Copy everything in the records exactly; the pictures stay out.

BEGIN Data listing

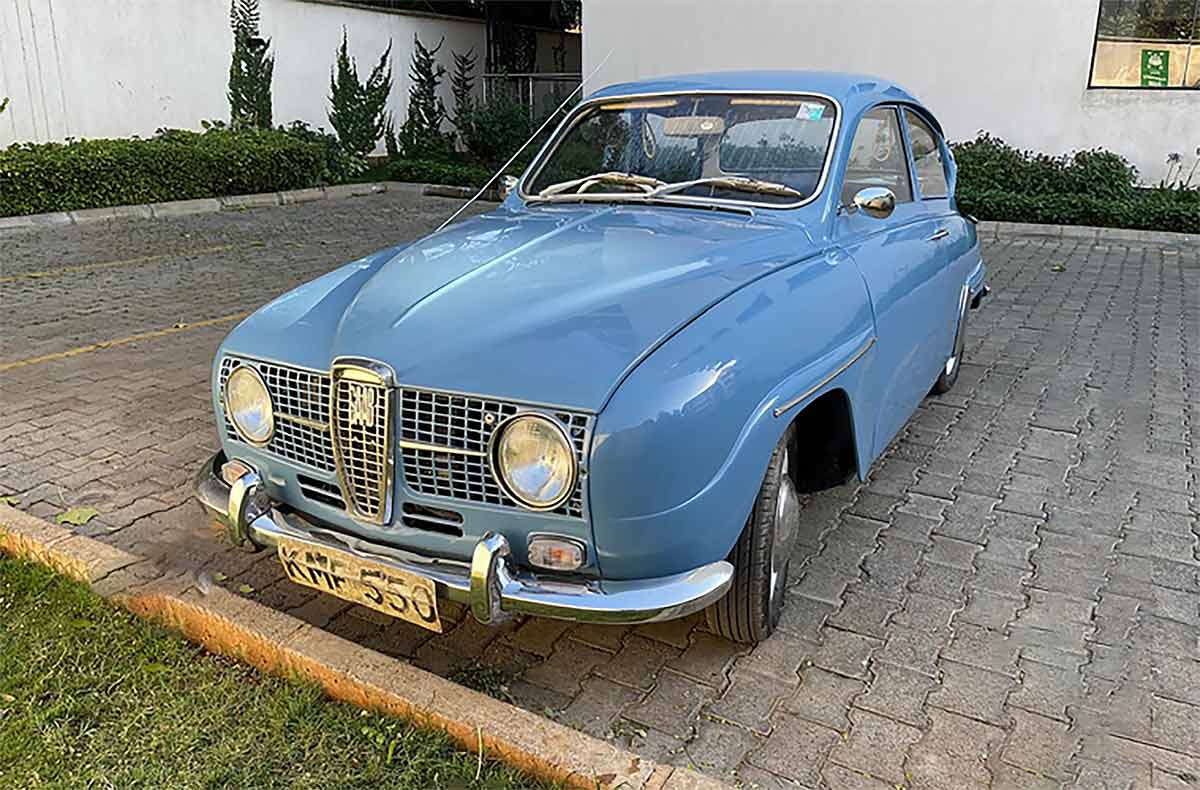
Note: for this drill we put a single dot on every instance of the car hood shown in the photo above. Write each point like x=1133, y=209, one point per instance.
x=550, y=304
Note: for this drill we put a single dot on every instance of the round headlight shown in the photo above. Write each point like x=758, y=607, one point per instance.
x=534, y=461
x=250, y=405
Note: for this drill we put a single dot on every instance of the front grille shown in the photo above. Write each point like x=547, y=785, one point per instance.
x=453, y=432
x=301, y=412
x=363, y=441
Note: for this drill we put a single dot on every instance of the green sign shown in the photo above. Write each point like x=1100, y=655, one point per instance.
x=1156, y=67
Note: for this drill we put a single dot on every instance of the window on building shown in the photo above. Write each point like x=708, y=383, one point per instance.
x=877, y=157
x=1147, y=43
x=927, y=155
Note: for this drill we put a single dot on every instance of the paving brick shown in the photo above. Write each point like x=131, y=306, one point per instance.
x=863, y=614
x=1055, y=485
x=780, y=658
x=748, y=701
x=1039, y=746
x=823, y=698
x=972, y=692
x=637, y=663
x=983, y=648
x=898, y=693
x=877, y=746
x=567, y=666
x=845, y=652
x=539, y=635
x=718, y=748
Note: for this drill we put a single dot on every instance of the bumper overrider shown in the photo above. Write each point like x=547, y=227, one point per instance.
x=489, y=584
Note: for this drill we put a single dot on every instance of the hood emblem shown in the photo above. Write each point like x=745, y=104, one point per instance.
x=361, y=405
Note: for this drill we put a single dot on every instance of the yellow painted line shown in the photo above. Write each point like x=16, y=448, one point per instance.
x=121, y=341
x=113, y=264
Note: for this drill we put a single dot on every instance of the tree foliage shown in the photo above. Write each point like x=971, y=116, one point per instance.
x=1162, y=19
x=421, y=136
x=462, y=84
x=250, y=70
x=357, y=108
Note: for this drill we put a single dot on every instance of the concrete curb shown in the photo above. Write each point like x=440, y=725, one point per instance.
x=988, y=231
x=283, y=645
x=231, y=203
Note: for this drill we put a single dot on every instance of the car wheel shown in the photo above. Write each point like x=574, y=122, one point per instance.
x=751, y=608
x=951, y=370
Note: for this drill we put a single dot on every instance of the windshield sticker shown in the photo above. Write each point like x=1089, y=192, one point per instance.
x=810, y=111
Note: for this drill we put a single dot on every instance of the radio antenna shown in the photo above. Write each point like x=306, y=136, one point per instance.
x=526, y=144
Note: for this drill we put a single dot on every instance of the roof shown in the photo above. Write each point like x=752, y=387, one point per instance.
x=855, y=91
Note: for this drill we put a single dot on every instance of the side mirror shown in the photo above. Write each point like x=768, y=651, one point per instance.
x=508, y=184
x=876, y=201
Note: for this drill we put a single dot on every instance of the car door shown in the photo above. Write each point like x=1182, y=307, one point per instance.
x=900, y=262
x=951, y=237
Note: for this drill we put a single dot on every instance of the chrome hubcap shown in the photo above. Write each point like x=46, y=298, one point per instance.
x=787, y=516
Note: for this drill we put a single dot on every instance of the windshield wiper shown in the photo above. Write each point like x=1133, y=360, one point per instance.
x=738, y=183
x=646, y=184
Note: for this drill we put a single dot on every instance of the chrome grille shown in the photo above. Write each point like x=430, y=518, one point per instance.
x=301, y=412
x=453, y=431
x=363, y=441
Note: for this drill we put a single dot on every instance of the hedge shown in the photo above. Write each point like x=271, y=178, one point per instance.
x=172, y=166
x=1095, y=187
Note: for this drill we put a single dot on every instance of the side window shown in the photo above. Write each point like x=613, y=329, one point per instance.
x=877, y=156
x=927, y=154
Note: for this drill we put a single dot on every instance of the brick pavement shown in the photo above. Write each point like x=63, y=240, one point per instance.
x=1012, y=600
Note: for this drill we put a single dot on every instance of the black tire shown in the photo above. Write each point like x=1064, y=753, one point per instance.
x=751, y=608
x=954, y=361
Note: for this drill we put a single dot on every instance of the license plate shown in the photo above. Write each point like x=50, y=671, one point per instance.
x=393, y=592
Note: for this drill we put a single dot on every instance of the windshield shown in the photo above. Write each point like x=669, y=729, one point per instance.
x=767, y=149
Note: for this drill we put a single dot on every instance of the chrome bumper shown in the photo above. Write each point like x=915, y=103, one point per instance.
x=487, y=584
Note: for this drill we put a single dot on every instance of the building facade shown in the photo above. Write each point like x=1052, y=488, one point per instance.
x=1054, y=76
x=123, y=67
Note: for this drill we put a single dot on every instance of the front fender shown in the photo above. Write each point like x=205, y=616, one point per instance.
x=681, y=448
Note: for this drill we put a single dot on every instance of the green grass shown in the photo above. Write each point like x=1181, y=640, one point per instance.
x=91, y=696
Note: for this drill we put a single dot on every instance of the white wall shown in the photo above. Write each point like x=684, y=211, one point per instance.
x=120, y=67
x=1018, y=69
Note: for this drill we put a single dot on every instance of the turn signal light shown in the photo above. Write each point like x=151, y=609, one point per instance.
x=556, y=554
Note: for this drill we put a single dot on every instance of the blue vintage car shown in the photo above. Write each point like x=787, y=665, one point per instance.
x=706, y=297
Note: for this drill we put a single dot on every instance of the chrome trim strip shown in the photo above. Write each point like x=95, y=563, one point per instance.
x=505, y=399
x=225, y=405
x=493, y=465
x=271, y=360
x=841, y=369
x=375, y=375
x=565, y=126
x=405, y=444
x=304, y=420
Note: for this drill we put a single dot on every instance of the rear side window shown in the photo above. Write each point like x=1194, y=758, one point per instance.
x=927, y=154
x=877, y=156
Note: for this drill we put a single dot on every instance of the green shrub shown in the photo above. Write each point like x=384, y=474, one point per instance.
x=1095, y=187
x=172, y=166
x=339, y=163
x=989, y=163
x=432, y=172
x=1152, y=210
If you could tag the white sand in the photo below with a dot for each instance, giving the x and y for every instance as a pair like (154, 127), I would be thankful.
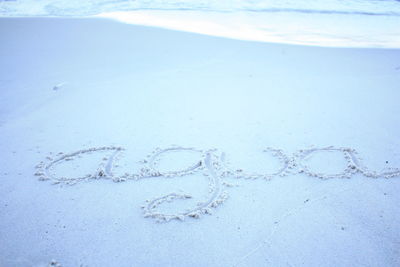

END Data listing

- Written answer
Note: for this drill we put a single dot on every instance of the car hood shown in the photo above. Write each point like x=1133, y=209, one point per instance.
x=550, y=304
Note: for this drill we put a single dot on every instance of the round headlight shown in the photo above. Write each point like x=758, y=607, one point per instance.
x=534, y=461
x=250, y=405
Note: for this drill we put a single dot on every instance of the front grille shown in the photo above. Write each point like x=547, y=785, one point per instance.
x=453, y=432
x=301, y=412
x=363, y=441
Note: for this drill we put a single dot on every instance of the green sign shown in the photo above. Write each point like x=1100, y=655, one point per instance.
x=1156, y=67
Note: for this drill we put a single dot on every instance of the window on building shown in the photo above. Write each point like x=708, y=383, one point per instance.
x=877, y=157
x=1147, y=43
x=927, y=155
Note: for this drill we put a single dot on every instance of the paving brick shown in the photo above. Write each point like x=131, y=306, one point per instance.
x=863, y=614
x=1055, y=485
x=780, y=658
x=748, y=701
x=1039, y=746
x=823, y=698
x=972, y=692
x=637, y=663
x=983, y=648
x=898, y=693
x=877, y=746
x=567, y=666
x=845, y=652
x=539, y=635
x=718, y=748
Note: for this drill we put a single dot on every instance of the bumper overrider shown in the photo above. Write each point like x=547, y=227, one point per instance.
x=489, y=584
Note: for this drill we put a single dot on every instance of the hood emblem shown in the photo above. Write each point like x=745, y=104, one point per instance.
x=361, y=405
Note: for this drill we put a single dot on every instance of the yellow painted line shown in the photo above. Write each point like x=16, y=448, one point per instance.
x=121, y=341
x=113, y=264
Note: for this drill we put a single dot on every instance of the tree foliage shown in the photo above. Write each point like x=971, y=116, one point per instance.
x=1162, y=19
x=421, y=136
x=462, y=84
x=250, y=70
x=357, y=108
Note: for this drill we put a single dot on every instance of the concrete curb shown in the photo above. Write each point like x=440, y=725, one point per instance.
x=988, y=231
x=283, y=645
x=231, y=203
Note: for this drill we put a single dot on every instance of the car wheel shown in the photo above. Write each point like x=574, y=122, one point per instance.
x=751, y=608
x=951, y=370
Note: for this drill we put a single dot on every instance of the windshield sticker shown in the photo above. Write each point like x=1089, y=192, one point per instance.
x=810, y=111
Note: for this drill we put a single dot on every instance of the radio antenna shown in the photo above. Write each point like x=306, y=136, one point per instance.
x=526, y=144
Note: for this drill we put a single dot on every instance of the roof shown in the photo above. Write each point like x=752, y=387, one point per instance.
x=855, y=91
Note: for this drill we put a single dot on every instance of the side mirror shown in the photo above. Write each point like x=768, y=651, one point per instance.
x=508, y=184
x=876, y=201
Note: for this drill we put a single dot on every instance of the car door shown in the photo above. Write each point like x=1182, y=307, one point per instance.
x=900, y=262
x=951, y=237
Note: for this drill we put a single dot on every instance of the chrome hubcap shown in the photo above. Write each point like x=46, y=298, one point per instance.
x=787, y=516
Note: for this drill we put a single dot on every instance of the windshield wiper shown in the photo above. Write each point like x=1133, y=360, one point per instance.
x=738, y=183
x=646, y=184
Note: for this drill we put a single dot on every instance of the chrome grille shown in the photo above. Write each point like x=430, y=518, one point per instance.
x=301, y=412
x=453, y=431
x=363, y=441
Note: for this drill we put a single dot on every instance of the hedge shown in the photo above. Write each point like x=271, y=178, one point per instance.
x=172, y=166
x=1095, y=187
Note: for this drill we put a single dot on every instance of the side window shown in the photo above. Write each point like x=613, y=329, one point per instance.
x=877, y=156
x=927, y=154
Note: for this drill we put a single dot on every instance of the brick pavement shown in the photo above. Write each point like x=63, y=240, one point per instance.
x=1012, y=600
Note: for this drill we put a single dot on every instance of the black tire shown in the photo above. Write each point like x=1064, y=753, one point per instance.
x=751, y=608
x=954, y=361
Note: for this drill we put a single dot on every instance of the license plate shown in the photo above. Write each point like x=50, y=671, one point per instance.
x=393, y=592
Note: for this drill we put a single dot on every instance of the windshield shown in the photo above. Write each point like x=669, y=729, one point per instance.
x=767, y=149
Note: for this drill we put a single dot on every instance of the chrome bumper shown in the photo above. Write each point like x=915, y=103, one point per instance.
x=487, y=584
Note: for this drill we put a single dot on every instance of the building facade shown in the photo above. Write each point like x=1052, y=488, one point per instance.
x=1054, y=76
x=123, y=67
Note: for this drill we put a single dot on every instance of the front fender shown in the photo above. Write each point like x=205, y=616, one point per instance.
x=681, y=448
Note: for this drill we put a single dot on every instance of the green grass shown in the photo above. Write each point like x=1181, y=640, one point per instance.
x=91, y=696
Note: for this drill we put a single dot on every instance of the white wall shown in the photo above. Write each point like x=684, y=211, one point per instance.
x=120, y=67
x=1018, y=69
Note: for this drill we put a single dot on every instance of the turn signal light shown in the photo above. Write each point like x=151, y=609, one point per instance.
x=556, y=554
Note: for this drill we put a single dot on every instance of the blue vintage car shown in the photo above. Write each point like x=787, y=665, one point per instance.
x=706, y=297
Note: for this drill we put a single dot on every instance of the chrome trim strip shown in the photo above. Write each point like x=95, y=563, one point per instance.
x=505, y=399
x=225, y=405
x=493, y=465
x=271, y=360
x=841, y=369
x=375, y=375
x=565, y=126
x=405, y=444
x=304, y=420
Note: for this drill we put a single dot on every instance of the rear side window shown in the photo above. Write each point like x=1194, y=758, one point per instance.
x=927, y=154
x=877, y=156
Note: for this drill we put a single dot on every instance of the green shrub shown in the photo above. Write each point like x=384, y=474, one point per instance.
x=1095, y=187
x=172, y=166
x=339, y=163
x=989, y=163
x=432, y=172
x=1152, y=210
If you could tag the white sand in the photo below with a dot for each instance, giving the x and y for every instance as a pair like (154, 127), I would be thankful.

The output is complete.